(Items from a data source)
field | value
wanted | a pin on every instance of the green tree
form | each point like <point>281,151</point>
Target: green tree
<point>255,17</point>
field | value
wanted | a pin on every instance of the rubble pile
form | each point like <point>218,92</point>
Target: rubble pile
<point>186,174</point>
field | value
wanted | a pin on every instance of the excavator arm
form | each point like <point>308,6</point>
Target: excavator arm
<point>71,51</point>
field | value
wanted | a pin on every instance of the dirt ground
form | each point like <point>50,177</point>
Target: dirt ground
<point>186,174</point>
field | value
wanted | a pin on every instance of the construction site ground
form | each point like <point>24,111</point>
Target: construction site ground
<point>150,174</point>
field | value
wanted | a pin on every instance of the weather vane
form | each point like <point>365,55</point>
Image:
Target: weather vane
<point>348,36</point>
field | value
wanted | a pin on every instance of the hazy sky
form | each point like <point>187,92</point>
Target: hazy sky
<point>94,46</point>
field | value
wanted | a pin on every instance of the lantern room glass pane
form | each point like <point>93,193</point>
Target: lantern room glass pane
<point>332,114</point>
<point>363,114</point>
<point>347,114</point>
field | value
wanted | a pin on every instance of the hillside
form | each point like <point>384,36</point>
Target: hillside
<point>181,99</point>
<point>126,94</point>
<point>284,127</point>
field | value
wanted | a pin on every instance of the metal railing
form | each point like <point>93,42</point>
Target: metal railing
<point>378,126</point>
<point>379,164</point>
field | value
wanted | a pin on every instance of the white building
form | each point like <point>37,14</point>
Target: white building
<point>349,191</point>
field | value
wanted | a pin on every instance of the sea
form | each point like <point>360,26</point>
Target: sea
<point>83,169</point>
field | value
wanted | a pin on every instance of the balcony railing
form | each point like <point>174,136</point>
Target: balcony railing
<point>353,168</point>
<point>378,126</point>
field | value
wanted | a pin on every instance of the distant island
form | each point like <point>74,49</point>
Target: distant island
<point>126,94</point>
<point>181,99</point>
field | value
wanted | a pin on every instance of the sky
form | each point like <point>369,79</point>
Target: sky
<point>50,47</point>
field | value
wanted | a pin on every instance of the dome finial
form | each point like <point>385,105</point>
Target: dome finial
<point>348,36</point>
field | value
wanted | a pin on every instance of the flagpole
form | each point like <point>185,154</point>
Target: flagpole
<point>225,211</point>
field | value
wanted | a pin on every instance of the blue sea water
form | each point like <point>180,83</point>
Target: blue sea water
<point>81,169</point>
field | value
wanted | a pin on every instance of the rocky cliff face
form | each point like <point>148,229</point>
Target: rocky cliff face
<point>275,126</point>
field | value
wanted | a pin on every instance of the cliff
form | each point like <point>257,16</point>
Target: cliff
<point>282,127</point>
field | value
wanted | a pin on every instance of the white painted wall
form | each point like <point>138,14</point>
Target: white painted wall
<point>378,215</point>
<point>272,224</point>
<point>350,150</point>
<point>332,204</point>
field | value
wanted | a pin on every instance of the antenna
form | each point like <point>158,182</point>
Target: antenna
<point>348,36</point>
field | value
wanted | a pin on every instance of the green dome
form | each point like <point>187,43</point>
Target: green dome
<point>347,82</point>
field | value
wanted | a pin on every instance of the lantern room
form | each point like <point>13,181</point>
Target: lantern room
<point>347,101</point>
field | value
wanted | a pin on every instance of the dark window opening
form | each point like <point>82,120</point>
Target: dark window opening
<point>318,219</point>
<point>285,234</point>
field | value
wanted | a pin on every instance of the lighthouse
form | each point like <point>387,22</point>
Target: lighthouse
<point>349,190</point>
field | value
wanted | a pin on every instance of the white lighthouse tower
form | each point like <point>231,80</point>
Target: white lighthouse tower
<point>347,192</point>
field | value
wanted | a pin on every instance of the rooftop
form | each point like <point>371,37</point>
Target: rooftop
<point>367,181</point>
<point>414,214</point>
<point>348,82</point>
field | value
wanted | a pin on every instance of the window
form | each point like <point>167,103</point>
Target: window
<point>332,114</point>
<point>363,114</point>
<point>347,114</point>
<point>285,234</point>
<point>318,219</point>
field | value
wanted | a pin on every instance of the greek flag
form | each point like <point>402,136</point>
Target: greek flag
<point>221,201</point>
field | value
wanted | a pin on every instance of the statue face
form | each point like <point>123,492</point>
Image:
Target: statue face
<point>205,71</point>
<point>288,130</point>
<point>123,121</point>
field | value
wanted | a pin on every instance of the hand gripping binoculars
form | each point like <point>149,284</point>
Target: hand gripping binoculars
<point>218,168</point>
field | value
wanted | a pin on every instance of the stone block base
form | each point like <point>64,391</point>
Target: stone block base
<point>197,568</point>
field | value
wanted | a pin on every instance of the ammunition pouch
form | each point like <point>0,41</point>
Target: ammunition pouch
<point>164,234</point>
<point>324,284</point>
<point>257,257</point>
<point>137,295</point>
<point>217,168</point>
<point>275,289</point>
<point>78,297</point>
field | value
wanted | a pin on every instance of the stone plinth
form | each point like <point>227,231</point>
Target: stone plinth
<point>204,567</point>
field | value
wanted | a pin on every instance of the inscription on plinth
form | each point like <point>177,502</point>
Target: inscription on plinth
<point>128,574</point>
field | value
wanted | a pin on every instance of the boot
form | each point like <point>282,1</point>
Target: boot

TASK: Tally the lines of the items above that contain the string "dome", and state only that number.

THE OUTPUT: 4